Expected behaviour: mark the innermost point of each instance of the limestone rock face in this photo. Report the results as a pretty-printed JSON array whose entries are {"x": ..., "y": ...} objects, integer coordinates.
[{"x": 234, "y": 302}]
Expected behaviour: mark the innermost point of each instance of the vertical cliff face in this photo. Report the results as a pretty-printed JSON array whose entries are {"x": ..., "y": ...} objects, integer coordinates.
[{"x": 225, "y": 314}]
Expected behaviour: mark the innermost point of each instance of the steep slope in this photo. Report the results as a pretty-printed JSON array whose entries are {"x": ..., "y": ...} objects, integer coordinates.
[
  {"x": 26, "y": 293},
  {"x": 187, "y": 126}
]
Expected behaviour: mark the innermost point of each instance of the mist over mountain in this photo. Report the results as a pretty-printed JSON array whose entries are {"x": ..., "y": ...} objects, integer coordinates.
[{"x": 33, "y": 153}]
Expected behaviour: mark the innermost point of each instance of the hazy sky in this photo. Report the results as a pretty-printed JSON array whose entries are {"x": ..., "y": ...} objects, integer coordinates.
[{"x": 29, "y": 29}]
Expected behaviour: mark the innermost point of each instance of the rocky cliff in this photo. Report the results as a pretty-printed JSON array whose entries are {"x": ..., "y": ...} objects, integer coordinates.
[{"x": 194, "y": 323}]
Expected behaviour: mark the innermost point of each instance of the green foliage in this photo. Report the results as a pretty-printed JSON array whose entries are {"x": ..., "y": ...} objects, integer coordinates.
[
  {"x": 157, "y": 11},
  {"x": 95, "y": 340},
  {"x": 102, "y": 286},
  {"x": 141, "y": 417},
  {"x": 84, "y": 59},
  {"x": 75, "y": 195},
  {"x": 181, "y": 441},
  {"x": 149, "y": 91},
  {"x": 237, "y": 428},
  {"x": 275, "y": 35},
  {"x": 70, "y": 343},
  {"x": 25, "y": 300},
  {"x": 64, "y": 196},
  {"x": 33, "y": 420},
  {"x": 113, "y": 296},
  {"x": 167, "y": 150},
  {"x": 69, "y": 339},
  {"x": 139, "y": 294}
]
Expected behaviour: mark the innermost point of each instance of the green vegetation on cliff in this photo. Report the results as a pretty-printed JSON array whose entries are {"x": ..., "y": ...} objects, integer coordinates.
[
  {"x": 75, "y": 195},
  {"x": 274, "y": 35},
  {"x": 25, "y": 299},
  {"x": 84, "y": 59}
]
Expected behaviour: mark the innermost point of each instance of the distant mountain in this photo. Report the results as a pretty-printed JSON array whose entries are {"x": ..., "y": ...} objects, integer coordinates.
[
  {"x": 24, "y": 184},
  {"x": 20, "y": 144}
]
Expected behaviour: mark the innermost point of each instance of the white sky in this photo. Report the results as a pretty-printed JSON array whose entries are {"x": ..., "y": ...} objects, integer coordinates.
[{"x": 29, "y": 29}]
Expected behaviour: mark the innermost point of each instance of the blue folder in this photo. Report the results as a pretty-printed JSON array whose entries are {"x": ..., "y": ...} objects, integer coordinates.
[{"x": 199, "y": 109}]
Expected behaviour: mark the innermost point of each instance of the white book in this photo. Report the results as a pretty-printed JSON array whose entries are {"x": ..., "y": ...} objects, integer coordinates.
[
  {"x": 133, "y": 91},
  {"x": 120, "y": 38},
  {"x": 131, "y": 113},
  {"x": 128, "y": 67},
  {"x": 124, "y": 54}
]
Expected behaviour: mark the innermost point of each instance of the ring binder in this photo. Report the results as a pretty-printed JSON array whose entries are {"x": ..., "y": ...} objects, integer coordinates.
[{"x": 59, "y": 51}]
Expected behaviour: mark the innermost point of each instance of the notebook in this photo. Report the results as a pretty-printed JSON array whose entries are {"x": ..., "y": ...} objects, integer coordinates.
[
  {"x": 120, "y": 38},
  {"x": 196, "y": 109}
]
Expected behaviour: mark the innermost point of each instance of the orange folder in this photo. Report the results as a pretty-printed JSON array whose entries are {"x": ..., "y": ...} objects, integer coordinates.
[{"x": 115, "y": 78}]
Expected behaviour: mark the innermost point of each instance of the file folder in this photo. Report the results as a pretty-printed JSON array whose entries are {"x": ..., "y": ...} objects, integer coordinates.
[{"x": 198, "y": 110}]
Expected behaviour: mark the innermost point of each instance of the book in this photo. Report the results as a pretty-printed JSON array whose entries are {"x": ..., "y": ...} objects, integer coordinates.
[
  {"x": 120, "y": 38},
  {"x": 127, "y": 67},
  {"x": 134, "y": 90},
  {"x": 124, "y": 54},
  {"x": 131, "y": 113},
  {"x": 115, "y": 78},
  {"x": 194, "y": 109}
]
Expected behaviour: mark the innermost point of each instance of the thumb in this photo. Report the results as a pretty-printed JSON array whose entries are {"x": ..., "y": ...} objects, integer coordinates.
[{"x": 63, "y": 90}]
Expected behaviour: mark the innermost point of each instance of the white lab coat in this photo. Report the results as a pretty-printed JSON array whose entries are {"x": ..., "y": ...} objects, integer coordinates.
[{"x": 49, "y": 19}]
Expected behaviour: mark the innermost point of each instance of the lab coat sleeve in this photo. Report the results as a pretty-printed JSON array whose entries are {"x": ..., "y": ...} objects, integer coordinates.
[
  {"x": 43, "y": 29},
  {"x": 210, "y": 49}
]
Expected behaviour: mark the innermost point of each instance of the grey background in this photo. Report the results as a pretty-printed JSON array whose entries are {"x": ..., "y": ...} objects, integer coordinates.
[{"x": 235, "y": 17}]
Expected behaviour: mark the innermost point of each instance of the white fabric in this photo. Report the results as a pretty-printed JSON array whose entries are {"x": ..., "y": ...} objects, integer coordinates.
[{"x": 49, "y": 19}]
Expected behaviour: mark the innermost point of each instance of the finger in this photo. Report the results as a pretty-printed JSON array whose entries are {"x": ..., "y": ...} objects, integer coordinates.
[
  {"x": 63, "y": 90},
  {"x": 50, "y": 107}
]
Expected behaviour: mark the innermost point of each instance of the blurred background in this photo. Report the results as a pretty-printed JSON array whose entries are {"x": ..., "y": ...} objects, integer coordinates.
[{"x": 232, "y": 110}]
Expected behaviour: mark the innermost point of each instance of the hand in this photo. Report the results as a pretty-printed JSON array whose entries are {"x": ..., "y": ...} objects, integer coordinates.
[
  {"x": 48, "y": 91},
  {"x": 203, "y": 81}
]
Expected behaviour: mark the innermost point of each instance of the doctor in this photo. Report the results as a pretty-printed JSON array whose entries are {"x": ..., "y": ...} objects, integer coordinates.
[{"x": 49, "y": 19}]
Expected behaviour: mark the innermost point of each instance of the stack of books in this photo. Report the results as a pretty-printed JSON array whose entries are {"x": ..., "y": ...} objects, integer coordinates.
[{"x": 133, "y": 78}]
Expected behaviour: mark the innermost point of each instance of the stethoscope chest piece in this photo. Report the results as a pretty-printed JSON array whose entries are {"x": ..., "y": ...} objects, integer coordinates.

::::

> Problem to work on
Return the listing above word for word.

> Solved problem
Expected behaviour: mark the innermost point of each instance of the limestone rock face in this photo. Report the results as a pretty-printed JSON array whose entries are {"x": ..., "y": ...} objects, integer coordinates.
[{"x": 234, "y": 302}]
Expected behaviour: mark the innermost point of each instance of the vertical cliff face in this photo. Report the results as a pretty-printed JSON array whose entries are {"x": ..., "y": ...} objects, integer coordinates.
[{"x": 225, "y": 314}]
Expected behaviour: mark the innermost point of each instance of the steep slope in this photo. Report the results as a pretty-printed JSON array whose entries are {"x": ..., "y": ...} objects, integer coordinates.
[
  {"x": 26, "y": 293},
  {"x": 187, "y": 126}
]
Expected behaviour: mark the innermost point of each instance of the mist over mountain in this photo. Report the results as a pretty-printed JSON array whose entries are {"x": ..., "y": ...} objects, integer coordinates.
[{"x": 33, "y": 153}]
Expected behaviour: mark the innermost point of each instance of the hazy sky in this photo. Report the results as a pretty-printed JSON array whose entries are {"x": ..., "y": ...} objects, integer coordinates.
[{"x": 29, "y": 29}]
Expected behaviour: mark the innermost point of each instance of the rocky cliff in this photo. Report the results as a pretty-printed JSON array whose entries are {"x": ..., "y": ...} objects, integer coordinates.
[{"x": 194, "y": 323}]
Expected behaviour: mark the innermost point of each instance of the green foliage in this photo. Report the results as a pretty-printed JSON array whose entries are {"x": ..., "y": ...} objects, integer coordinates.
[
  {"x": 157, "y": 11},
  {"x": 95, "y": 340},
  {"x": 102, "y": 286},
  {"x": 141, "y": 417},
  {"x": 84, "y": 59},
  {"x": 75, "y": 195},
  {"x": 181, "y": 441},
  {"x": 149, "y": 91},
  {"x": 237, "y": 428},
  {"x": 275, "y": 35},
  {"x": 70, "y": 343},
  {"x": 25, "y": 300},
  {"x": 64, "y": 196},
  {"x": 33, "y": 420},
  {"x": 113, "y": 296},
  {"x": 167, "y": 150},
  {"x": 69, "y": 339},
  {"x": 139, "y": 294}
]
Expected behaviour: mark the innermost point of each instance of the green vegetation on cliff in this photo. Report the results as a pretty-printed JSON array whose entries are {"x": ..., "y": ...} objects, integer coordinates.
[
  {"x": 75, "y": 195},
  {"x": 274, "y": 35},
  {"x": 25, "y": 299},
  {"x": 84, "y": 59}
]
Expected behaviour: mark the innermost point of each instance of the distant mountain in this photo. Report the results as a pretty-printed JSON array whose entries are {"x": ..., "y": ...} objects, integer coordinates.
[
  {"x": 24, "y": 184},
  {"x": 20, "y": 144}
]
Expected behaviour: mark the innermost point of each instance of the white sky in this photo. Report the results as a pretty-printed JSON array whose entries are {"x": ..., "y": ...} objects, integer coordinates.
[{"x": 29, "y": 29}]
Expected behaviour: mark the innermost point of each instance of the blue folder in this photo. Report the results as a pretty-printed JSON array whose entries are {"x": ..., "y": ...} objects, integer coordinates.
[{"x": 199, "y": 109}]
Expected behaviour: mark the innermost point of each instance of the white book in this photo. Report the results as a pretty-printed JSON array whose entries are {"x": ..., "y": ...} objects, integer coordinates.
[
  {"x": 133, "y": 91},
  {"x": 120, "y": 38},
  {"x": 131, "y": 113},
  {"x": 128, "y": 67},
  {"x": 124, "y": 54}
]
Expected behaviour: mark the innermost point of each instance of the ring binder in this photo. Report the results as a pretty-printed JSON array whose entries are {"x": ..., "y": ...} objects, integer coordinates.
[{"x": 59, "y": 51}]
Expected behaviour: mark the innermost point of each instance of the notebook in this photo. Report the results as a pretty-printed JSON array whose entries are {"x": ..., "y": ...} objects, integer coordinates.
[
  {"x": 120, "y": 38},
  {"x": 196, "y": 109}
]
Expected behaviour: mark the innermost point of each instance of the orange folder in this photo. Report the results as a pretty-printed JSON array whose entries are {"x": ..., "y": ...} objects, integer coordinates.
[{"x": 115, "y": 78}]
Expected behaviour: mark the innermost point of each instance of the file folder in this photo. Report the results as a pretty-printed JSON array whose entries are {"x": ..., "y": ...} objects, integer coordinates.
[{"x": 198, "y": 110}]
Expected behaviour: mark the innermost point of each instance of the book in this photo. Report the results as a pretty-printed JSON array whose entries are {"x": ..., "y": ...} objects, integer coordinates.
[
  {"x": 120, "y": 38},
  {"x": 127, "y": 67},
  {"x": 134, "y": 90},
  {"x": 124, "y": 54},
  {"x": 131, "y": 113},
  {"x": 115, "y": 78},
  {"x": 194, "y": 109}
]
Expected behaviour: mark the innermost point of each instance of the thumb in this photo. Report the results as a pretty-printed JSON array whose entries are {"x": ..., "y": ...} objects, integer coordinates.
[{"x": 63, "y": 90}]
Expected behaviour: mark the innermost point of each instance of the white lab coat in this photo. Report the results as a pretty-printed JSON array whose entries are {"x": ..., "y": ...} objects, integer coordinates.
[{"x": 49, "y": 19}]
Expected behaviour: mark the innermost point of each instance of the lab coat sleeve in this photo. Report the results as a pretty-printed JSON array whose entries are {"x": ..., "y": ...} objects, integer coordinates.
[
  {"x": 43, "y": 29},
  {"x": 210, "y": 49}
]
Expected behaviour: mark the innermost point of each instance of the grey background in this photo. Report the results as a pretty-printed JSON array whose entries are {"x": ..., "y": ...} objects, integer coordinates.
[{"x": 235, "y": 17}]
Expected behaviour: mark the innermost point of each instance of the white fabric in this photo. Report the results as a pretty-printed JSON array whose entries are {"x": ..., "y": ...} objects, integer coordinates.
[{"x": 49, "y": 19}]
Expected behaviour: mark the innermost point of each instance of the finger in this photo. Report the results as a pretty-printed JSON array whose entries are {"x": ..., "y": ...} objects, integer coordinates.
[
  {"x": 63, "y": 90},
  {"x": 50, "y": 107}
]
Expected behaviour: mark the innermost point of each instance of the blurred background in this photo. Report the results as a pretty-printed JSON array whose entries are {"x": ..., "y": ...} objects, integer coordinates.
[{"x": 232, "y": 110}]
Expected behaviour: mark the innermost point of each instance of the hand in this photo. Report the results as a pretty-printed JSON array whose entries are {"x": ..., "y": ...} objects, integer coordinates.
[
  {"x": 48, "y": 91},
  {"x": 203, "y": 81}
]
Expected behaviour: mark the innermost point of each instance of the doctor in this photo. Report the results as a pretty-printed JSON array whose entries are {"x": ..., "y": ...} objects, integer coordinates.
[{"x": 49, "y": 19}]
Expected behaviour: mark the innermost point of each instance of the stack of books in this photo. Report the results as a pretty-printed JSON array whose entries are {"x": ..., "y": ...} objects, integer coordinates.
[{"x": 133, "y": 78}]
Expected behaviour: mark the innermost point of each instance of the stethoscope chest piece in this photo. Report the results as a pretty-printed JSON array whose entries are {"x": ..., "y": ...} objects, integer coordinates.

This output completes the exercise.